== Excerpted text ==

Advertisement

SKIP ADVERTISEMENT

Wealth Matters

A Proliferation of Ways to Use a Tax Break as Its End Nears

Mark Haranzo, a lawyer and financial adviser, noted that Connecticut residents still had to pay a state tax on gifts.Credit...Fred R. Conrad/The New York Times

HOLIDAY shoppers and tax filers are known for procrastinating. This year, they’re joined by the wealthy who have still not decided whether to make a gift under a generous gift tax exemption that may soon disappear.

Back in December 2010 President Obama and House Speaker John A. Boehner reached an agreement to raise the exemption levels on estate and gift taxes to $5 million a person as part of a deal to extend the Bush-era tax cuts. (This year, that rate was adjusted upward for inflation to $5.12 million.)

As I have often written, this was an amazing giveaway to the superrich. But it also provoked anxiety among those at the next level down — the merely very rich — for whom giving away as much as $10 million a couple, to avoid higher taxes when they die, was not as simple a matter. The gifts represented a larger percentage of their net worth.

Now, with a little more than two weeks left in the year, tax lawyers and advisers say the wealthy are scrambling to make gifts before the exemption expires.

“We are having this come up daily,” said Mitchell A. Drossman, national director of wealth planning strategies for U.S. Trust. “One of the first things I’m asking is, ‘Why are they warming up to this idea now? Is it that they didn’t want to make the gift? They didn’t know how? They didn’t get around to it?’ ”

===

#### [What to do]
1 > According to the gift tax article, to what amount was the exemption adjusted for inflation this year?
2 > Copy the stretch of the gift tax article from "HOLIDAY shoppers and" through "their net worth.", swapping "superrich" for "ultrawealthy".
3 > Render this sentence from the gift tax article in Spanish: "The gifts represented a larger percentage of their net worth."
The lines after the article play no part in any of this.

== Data supplied ==

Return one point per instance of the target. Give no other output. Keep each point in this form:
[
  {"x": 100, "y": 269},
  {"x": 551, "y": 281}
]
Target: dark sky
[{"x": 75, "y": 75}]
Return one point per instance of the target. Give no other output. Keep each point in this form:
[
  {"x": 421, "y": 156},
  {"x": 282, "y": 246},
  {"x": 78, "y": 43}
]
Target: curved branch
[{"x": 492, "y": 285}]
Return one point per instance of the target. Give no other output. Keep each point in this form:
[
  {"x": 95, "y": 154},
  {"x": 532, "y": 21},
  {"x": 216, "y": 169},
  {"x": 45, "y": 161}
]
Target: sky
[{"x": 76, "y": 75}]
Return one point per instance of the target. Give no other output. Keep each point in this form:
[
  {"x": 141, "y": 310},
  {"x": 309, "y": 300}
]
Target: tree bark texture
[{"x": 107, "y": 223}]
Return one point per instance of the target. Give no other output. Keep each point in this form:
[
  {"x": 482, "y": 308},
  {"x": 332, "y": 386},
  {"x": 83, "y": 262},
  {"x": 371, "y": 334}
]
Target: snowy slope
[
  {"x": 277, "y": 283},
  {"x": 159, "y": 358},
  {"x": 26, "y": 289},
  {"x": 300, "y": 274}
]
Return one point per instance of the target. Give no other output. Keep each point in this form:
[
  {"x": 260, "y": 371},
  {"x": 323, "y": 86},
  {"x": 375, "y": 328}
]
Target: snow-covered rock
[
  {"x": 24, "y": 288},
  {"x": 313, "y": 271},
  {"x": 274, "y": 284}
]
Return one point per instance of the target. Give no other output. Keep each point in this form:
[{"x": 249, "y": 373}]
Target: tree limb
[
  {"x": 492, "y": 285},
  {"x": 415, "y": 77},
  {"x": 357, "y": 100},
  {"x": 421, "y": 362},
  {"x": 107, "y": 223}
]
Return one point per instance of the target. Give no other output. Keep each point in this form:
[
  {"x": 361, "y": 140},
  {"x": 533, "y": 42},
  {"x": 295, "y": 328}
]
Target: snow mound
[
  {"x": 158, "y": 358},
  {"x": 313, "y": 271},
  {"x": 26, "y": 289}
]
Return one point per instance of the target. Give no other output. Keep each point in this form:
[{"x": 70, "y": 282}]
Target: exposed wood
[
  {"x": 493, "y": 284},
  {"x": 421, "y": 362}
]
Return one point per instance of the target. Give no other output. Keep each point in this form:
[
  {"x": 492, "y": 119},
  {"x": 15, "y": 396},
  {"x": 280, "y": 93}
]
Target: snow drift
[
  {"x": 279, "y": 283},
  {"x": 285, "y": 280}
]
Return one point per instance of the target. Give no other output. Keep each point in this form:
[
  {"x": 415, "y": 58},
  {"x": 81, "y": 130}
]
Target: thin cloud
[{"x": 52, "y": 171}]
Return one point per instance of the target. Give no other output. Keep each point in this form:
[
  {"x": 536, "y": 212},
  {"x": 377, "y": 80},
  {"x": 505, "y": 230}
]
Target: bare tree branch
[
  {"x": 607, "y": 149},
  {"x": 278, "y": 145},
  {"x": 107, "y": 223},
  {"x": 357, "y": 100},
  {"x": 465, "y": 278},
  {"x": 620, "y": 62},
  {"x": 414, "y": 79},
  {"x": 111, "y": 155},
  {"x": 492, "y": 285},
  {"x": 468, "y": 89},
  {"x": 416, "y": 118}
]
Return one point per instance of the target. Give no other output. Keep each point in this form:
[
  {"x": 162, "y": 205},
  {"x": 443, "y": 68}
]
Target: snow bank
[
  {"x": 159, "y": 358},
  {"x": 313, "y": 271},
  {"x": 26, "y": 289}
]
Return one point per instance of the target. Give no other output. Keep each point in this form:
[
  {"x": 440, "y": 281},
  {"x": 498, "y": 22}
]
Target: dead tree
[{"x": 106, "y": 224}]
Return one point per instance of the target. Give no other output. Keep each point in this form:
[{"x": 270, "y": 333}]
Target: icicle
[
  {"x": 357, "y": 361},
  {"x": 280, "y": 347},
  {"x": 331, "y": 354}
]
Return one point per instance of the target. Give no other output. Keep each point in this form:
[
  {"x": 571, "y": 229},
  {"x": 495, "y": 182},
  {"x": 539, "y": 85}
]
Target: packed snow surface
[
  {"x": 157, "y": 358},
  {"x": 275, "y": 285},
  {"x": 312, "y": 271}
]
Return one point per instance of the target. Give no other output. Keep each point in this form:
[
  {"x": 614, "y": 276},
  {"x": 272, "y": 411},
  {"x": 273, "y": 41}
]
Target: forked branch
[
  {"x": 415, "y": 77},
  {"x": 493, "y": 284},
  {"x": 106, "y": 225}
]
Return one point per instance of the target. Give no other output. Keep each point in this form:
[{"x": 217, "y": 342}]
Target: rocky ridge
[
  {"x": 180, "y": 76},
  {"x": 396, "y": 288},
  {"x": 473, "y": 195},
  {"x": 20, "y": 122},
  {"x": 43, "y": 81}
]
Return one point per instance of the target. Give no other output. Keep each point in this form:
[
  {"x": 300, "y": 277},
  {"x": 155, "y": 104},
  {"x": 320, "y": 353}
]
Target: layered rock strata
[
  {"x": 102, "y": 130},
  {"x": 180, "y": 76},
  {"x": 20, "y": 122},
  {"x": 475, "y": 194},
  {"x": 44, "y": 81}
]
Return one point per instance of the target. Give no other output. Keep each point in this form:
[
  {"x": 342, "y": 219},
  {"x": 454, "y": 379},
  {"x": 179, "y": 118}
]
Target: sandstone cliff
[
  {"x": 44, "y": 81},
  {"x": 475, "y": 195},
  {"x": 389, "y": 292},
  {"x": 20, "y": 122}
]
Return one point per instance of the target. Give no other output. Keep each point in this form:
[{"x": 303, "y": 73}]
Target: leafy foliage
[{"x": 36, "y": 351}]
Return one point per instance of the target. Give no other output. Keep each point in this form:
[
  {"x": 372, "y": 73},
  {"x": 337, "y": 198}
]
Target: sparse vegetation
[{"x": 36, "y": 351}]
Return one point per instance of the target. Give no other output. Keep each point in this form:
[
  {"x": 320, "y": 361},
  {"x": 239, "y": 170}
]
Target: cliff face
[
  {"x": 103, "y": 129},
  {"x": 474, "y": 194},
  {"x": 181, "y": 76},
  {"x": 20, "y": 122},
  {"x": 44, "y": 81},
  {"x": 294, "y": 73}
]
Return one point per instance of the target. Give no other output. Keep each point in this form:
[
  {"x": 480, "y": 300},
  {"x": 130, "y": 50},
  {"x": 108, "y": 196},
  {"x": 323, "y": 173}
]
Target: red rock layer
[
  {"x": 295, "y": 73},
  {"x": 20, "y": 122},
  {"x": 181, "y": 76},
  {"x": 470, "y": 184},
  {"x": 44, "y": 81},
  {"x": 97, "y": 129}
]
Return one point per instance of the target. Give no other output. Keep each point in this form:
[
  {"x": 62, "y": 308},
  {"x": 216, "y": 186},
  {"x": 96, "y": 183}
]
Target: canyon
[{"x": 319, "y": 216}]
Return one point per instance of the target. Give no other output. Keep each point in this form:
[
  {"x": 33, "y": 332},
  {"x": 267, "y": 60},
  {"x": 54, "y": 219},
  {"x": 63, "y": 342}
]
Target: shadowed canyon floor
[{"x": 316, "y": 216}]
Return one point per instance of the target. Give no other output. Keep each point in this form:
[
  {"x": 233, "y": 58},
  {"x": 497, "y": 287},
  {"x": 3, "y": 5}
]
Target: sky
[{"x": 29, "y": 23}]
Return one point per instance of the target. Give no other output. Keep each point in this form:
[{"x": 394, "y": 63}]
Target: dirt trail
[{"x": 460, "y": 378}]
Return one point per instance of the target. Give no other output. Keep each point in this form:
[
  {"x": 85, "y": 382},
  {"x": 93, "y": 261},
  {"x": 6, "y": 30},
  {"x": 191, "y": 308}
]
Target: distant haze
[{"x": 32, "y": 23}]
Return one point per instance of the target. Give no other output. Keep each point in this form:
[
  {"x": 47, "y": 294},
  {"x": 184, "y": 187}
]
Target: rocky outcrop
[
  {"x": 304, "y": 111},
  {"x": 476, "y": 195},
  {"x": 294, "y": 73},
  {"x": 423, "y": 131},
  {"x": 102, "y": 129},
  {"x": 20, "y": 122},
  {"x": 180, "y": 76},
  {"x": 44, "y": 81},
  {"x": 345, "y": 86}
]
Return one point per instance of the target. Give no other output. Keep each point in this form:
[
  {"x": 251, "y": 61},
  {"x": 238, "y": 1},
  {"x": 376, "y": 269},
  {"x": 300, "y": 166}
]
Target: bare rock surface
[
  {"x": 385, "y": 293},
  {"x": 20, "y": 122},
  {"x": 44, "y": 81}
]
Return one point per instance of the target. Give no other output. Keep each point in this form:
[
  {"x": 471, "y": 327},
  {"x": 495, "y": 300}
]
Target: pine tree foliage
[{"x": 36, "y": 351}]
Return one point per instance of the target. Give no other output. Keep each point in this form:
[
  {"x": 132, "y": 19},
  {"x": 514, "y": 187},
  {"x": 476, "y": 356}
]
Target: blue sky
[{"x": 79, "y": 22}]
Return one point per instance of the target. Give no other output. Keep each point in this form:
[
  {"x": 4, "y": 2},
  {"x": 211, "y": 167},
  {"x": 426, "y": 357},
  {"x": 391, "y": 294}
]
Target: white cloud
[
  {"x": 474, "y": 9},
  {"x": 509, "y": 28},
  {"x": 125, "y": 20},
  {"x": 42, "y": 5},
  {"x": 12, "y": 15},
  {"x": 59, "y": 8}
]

===

#### [Final answers]
1 > $5.12 million.

2 >
HOLIDAY shoppers and tax filers are known for procrastinating. This year, they’re joined by the wealthy who have still not decided whether to make a gift under a generous gift tax exemption that may soon disappear.

Back in December 2010 President Obama and House Speaker John A. Boehner reached an agreement to raise the exemption levels on estate and gift taxes to $5 million a person as part of a deal to extend the Bush-era tax cuts. (This year, that rate was adjusted upward for inflation to $5.12 million.)

As I have often written, this was an amazing giveaway to the ultrawealthy. But it also provoked anxiety among those at the next level down — the merely very rich — for whom giving away as much as $10 million a couple, to avoid higher taxes when they die, was not as simple a matter. The gifts represented a larger percentage of their net worth.

3 > Los regalos representaban un porcentaje mayor de su patrimonio neto.